REQUIREMENTS –
Locate each line in the data below that contains the string "sharps" and copy those lines. The match is case-sensitive.

DATASET RECORDS –
-- Start --

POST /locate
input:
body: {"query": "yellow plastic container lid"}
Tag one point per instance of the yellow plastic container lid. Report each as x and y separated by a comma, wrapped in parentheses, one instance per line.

-- End --
-- Start --

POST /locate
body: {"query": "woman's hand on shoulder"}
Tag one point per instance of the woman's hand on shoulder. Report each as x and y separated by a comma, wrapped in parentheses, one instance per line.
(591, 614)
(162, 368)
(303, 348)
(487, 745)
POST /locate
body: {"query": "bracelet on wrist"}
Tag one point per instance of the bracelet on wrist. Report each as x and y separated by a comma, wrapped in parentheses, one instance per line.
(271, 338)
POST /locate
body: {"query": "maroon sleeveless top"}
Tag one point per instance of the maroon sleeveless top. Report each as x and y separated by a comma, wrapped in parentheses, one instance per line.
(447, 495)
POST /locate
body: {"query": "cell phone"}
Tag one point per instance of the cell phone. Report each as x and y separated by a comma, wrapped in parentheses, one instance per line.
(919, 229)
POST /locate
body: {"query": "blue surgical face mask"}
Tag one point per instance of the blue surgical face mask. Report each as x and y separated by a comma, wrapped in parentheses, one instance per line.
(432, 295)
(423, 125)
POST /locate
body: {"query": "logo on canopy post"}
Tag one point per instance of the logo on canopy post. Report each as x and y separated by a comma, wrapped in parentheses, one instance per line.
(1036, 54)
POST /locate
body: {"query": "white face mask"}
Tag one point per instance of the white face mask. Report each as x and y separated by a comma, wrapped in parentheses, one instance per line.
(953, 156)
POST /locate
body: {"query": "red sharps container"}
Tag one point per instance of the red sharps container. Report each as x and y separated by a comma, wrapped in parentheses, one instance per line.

-- End --

CORRECT RESPONSE –
body: {"query": "red sharps container"}
Tag one point per instance of the red sharps container. Report each as x and y separated by a comma, wrapped in parentheses, one instance per line.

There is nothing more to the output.